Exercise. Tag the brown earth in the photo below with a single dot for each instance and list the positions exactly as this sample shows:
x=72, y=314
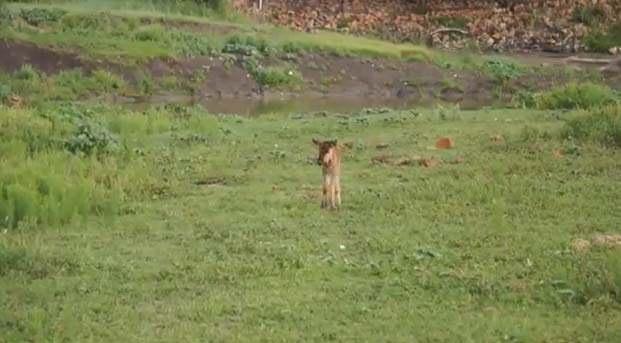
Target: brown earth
x=14, y=55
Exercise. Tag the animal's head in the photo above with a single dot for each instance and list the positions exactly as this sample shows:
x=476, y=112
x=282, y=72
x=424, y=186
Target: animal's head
x=326, y=151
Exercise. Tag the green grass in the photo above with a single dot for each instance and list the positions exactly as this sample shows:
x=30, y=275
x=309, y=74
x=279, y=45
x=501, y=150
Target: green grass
x=70, y=84
x=219, y=235
x=575, y=95
x=601, y=126
x=109, y=32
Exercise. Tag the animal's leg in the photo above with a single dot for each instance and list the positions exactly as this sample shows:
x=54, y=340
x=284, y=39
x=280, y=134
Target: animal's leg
x=332, y=193
x=338, y=190
x=324, y=197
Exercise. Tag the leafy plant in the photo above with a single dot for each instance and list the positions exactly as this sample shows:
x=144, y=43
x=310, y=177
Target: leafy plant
x=247, y=46
x=37, y=16
x=576, y=95
x=602, y=126
x=588, y=14
x=191, y=45
x=91, y=138
x=503, y=70
x=277, y=77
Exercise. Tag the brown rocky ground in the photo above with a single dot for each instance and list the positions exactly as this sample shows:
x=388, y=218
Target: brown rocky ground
x=370, y=80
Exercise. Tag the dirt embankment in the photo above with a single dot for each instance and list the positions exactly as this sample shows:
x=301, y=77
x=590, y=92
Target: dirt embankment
x=535, y=25
x=367, y=79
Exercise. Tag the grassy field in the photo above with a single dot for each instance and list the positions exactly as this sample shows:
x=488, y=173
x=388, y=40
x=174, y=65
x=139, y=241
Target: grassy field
x=173, y=224
x=176, y=225
x=133, y=34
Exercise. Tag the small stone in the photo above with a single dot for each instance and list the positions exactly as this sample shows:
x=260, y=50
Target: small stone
x=445, y=143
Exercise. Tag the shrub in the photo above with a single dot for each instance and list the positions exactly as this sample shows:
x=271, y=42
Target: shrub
x=248, y=46
x=576, y=96
x=107, y=82
x=191, y=45
x=502, y=70
x=277, y=77
x=27, y=73
x=601, y=126
x=40, y=183
x=38, y=16
x=91, y=138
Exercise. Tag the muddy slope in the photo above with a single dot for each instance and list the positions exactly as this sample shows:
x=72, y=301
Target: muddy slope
x=14, y=55
x=324, y=75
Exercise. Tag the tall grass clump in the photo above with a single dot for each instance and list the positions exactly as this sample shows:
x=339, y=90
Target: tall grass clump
x=56, y=170
x=601, y=126
x=576, y=96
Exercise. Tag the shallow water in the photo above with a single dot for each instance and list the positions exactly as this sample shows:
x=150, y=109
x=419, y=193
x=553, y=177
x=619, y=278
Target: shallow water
x=293, y=104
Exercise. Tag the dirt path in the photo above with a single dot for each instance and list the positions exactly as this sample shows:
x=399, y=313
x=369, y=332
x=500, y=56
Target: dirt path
x=329, y=81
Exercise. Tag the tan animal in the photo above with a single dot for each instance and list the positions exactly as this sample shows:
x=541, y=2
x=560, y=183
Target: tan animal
x=330, y=161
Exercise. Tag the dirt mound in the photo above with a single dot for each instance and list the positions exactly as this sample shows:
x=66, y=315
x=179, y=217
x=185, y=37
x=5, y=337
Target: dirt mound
x=16, y=54
x=507, y=25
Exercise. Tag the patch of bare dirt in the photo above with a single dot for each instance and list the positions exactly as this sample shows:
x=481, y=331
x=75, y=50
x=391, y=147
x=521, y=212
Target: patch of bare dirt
x=13, y=55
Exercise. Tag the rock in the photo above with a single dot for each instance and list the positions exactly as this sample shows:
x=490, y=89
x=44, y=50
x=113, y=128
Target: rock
x=610, y=240
x=428, y=162
x=445, y=143
x=580, y=245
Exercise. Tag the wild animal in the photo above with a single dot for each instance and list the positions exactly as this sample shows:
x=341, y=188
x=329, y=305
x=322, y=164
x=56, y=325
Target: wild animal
x=329, y=159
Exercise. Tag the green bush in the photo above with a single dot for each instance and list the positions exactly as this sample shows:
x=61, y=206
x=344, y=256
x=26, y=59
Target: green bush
x=191, y=45
x=502, y=70
x=39, y=16
x=248, y=46
x=602, y=126
x=277, y=77
x=576, y=96
x=40, y=183
x=90, y=138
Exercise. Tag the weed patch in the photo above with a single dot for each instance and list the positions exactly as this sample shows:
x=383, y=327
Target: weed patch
x=502, y=70
x=602, y=126
x=575, y=96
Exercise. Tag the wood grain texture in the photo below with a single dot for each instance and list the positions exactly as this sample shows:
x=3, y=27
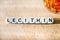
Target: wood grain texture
x=27, y=8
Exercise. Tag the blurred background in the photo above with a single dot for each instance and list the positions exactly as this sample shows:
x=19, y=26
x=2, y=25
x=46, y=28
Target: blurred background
x=27, y=8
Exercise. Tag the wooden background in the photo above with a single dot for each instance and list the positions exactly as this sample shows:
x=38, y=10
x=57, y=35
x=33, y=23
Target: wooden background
x=27, y=8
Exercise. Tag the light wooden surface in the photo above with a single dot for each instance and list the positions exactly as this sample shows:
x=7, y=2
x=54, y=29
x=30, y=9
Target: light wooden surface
x=27, y=8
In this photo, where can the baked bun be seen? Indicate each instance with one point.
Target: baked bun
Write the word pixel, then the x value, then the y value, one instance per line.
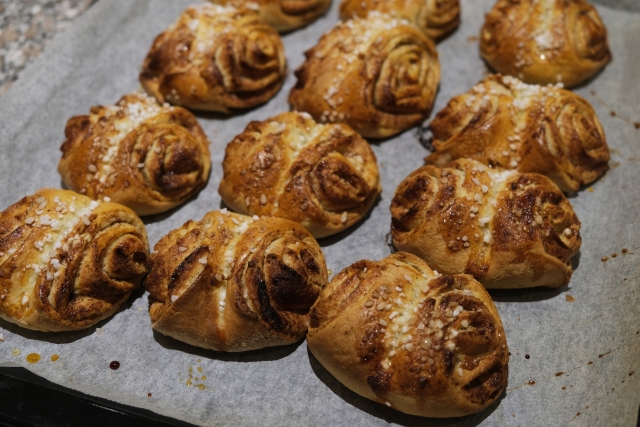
pixel 146 156
pixel 323 176
pixel 233 283
pixel 215 58
pixel 505 123
pixel 379 75
pixel 66 261
pixel 507 229
pixel 545 41
pixel 436 18
pixel 401 334
pixel 283 15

----

WHAT IS EXPECTED: Restate the whole listing above exactly, except for its images.

OUTPUT BELOW:
Exercise. Tag the brown earth in the photo below with a single dot for each instance and list the positions exactly as this sample shows:
x=72, y=314
Target: brown earth
x=14, y=55
Exercise. Tag the animal's head in the photo above with a single dot for each instance and list the positions exactly as this sample shows:
x=476, y=112
x=282, y=72
x=424, y=186
Target: animal's head
x=326, y=151
Exercise. Tag the green grass in the photo above with a single dot for each instance and list the positions exactly as this sample shows:
x=30, y=275
x=309, y=74
x=279, y=45
x=501, y=150
Target: green grass
x=70, y=84
x=219, y=235
x=575, y=95
x=601, y=126
x=109, y=32
Exercise. Tag the animal's leg in the photo above with a single dot for each instance and list the positions exactly as this sample shows:
x=54, y=340
x=284, y=39
x=280, y=134
Target: animal's leg
x=332, y=193
x=338, y=190
x=324, y=197
Exercise. Tag the leafy plant in the photo above with a single dot for each instance and list the positions exactly as this sample shows:
x=144, y=43
x=310, y=177
Target: leafy plant
x=247, y=46
x=37, y=16
x=576, y=95
x=602, y=126
x=588, y=14
x=191, y=45
x=91, y=138
x=503, y=70
x=277, y=77
Exercise. Tag the brown rocky ground in the photo above with a single dot for each instance and list the positions exactly as this sample shows:
x=388, y=218
Target: brown rocky ground
x=370, y=80
Exercise. Tag the dirt embankment in the photo above with a single dot for each instance and list the positions exactly as this sample shows:
x=301, y=77
x=590, y=92
Target: dirt embankment
x=535, y=25
x=367, y=79
Exercise. Tag the grassy field in the photo above with a single dot for each instance and list the positions exactly as this sample shows:
x=488, y=173
x=388, y=40
x=174, y=65
x=139, y=241
Target: grassy field
x=173, y=224
x=176, y=225
x=133, y=34
Exercise. Tag the small stone in the photo above with a single dot for each instance and list the positions exactly as this sample shows:
x=260, y=50
Target: small stone
x=445, y=143
Exercise. Tag the shrub in the photo above with a single dot for each instance and list the positions exactly as this sample shows:
x=271, y=42
Target: shrub
x=248, y=46
x=576, y=96
x=107, y=82
x=191, y=45
x=502, y=70
x=277, y=77
x=27, y=73
x=601, y=126
x=40, y=183
x=38, y=16
x=91, y=138
Exercise. Tag the muddy slope in the photo above with a single dot for each instance and list the positions exactly as this sample shows:
x=72, y=301
Target: muddy slope
x=14, y=55
x=324, y=75
Exercise. Tag the tall grass clump in the photo above with a single dot for each instance and list the positions exactly as this sample shows:
x=339, y=90
Target: tall grass clump
x=56, y=170
x=601, y=126
x=576, y=96
Exercise. Tag the shallow water in the photo above with a single dot for each instance and list the positions exactly as this sample shows:
x=150, y=109
x=419, y=193
x=553, y=177
x=619, y=278
Target: shallow water
x=293, y=104
Exercise. Tag the dirt path in the photo above with a single dot for each instance and list the positions exactly as this sample shows:
x=399, y=313
x=369, y=332
x=500, y=56
Target: dirt path
x=329, y=81
Exercise. Tag the tan animal in the photo above with a single dot for each instance and list the positions exactly as this sample shows:
x=541, y=2
x=560, y=183
Target: tan animal
x=330, y=161
Exercise. Tag the dirt mound in the photo above with a single dot for each instance and list the positions exactly as this sample shows:
x=66, y=315
x=179, y=217
x=185, y=37
x=5, y=337
Target: dirt mound
x=16, y=54
x=507, y=25
Exercise. Tag the patch of bare dirt in the photo above with a single dot for each instance and list the positions exactly as this sample shows:
x=481, y=331
x=75, y=50
x=391, y=147
x=521, y=212
Target: patch of bare dirt
x=13, y=55
Exercise. Tag the rock in the photo above with a single dot for each instance and list the positions exactly as this sample shows:
x=490, y=89
x=44, y=50
x=113, y=128
Target: rock
x=610, y=240
x=428, y=162
x=445, y=143
x=580, y=245
Exercise. Tag the wild animal in the photo above with a single dot for each instance and list the positions exactly as this sample shows:
x=341, y=188
x=329, y=305
x=322, y=164
x=56, y=325
Target: wild animal
x=329, y=159
Exercise. Tag the green bush in the photo above with a single dot for each instance and list the positions exactly as this sample shows:
x=61, y=206
x=344, y=256
x=26, y=59
Target: green bush
x=191, y=45
x=502, y=70
x=39, y=16
x=248, y=46
x=602, y=126
x=277, y=77
x=576, y=96
x=40, y=183
x=90, y=138
Exercise. Tag the weed patch in the photo above with a single dot for each instance and list the positions exactly as this sample shows:
x=383, y=327
Target: weed patch
x=502, y=70
x=602, y=126
x=575, y=96
Exercise. Tag the wood grain texture in the photo below with a single dot for each instance and list the positions exactly as this sample shows:
x=3, y=27
Target: wood grain texture
x=27, y=8
Exercise. Tag the blurred background in the photo above with a single dot for each instance and list the positions exactly as this sample shows:
x=19, y=26
x=2, y=25
x=46, y=28
Target: blurred background
x=27, y=8
Exercise. Tag the wooden background in the photo above with a single dot for each instance and list the positions exactly as this sample shows:
x=38, y=10
x=57, y=35
x=33, y=23
Target: wooden background
x=27, y=8
Exercise. Tag the light wooden surface in the photo above with a single dot for each instance and list the positions exactly as this sample shows:
x=7, y=2
x=54, y=29
x=30, y=9
Target: light wooden surface
x=27, y=8
In this photo, where can the baked bun be seen? Indicate each instance with one point.
Target: baked bun
Write the word pixel, then the x value, then the y value, one instance per line.
pixel 146 156
pixel 323 176
pixel 233 283
pixel 215 58
pixel 505 123
pixel 379 75
pixel 66 261
pixel 507 229
pixel 545 41
pixel 436 18
pixel 401 334
pixel 283 15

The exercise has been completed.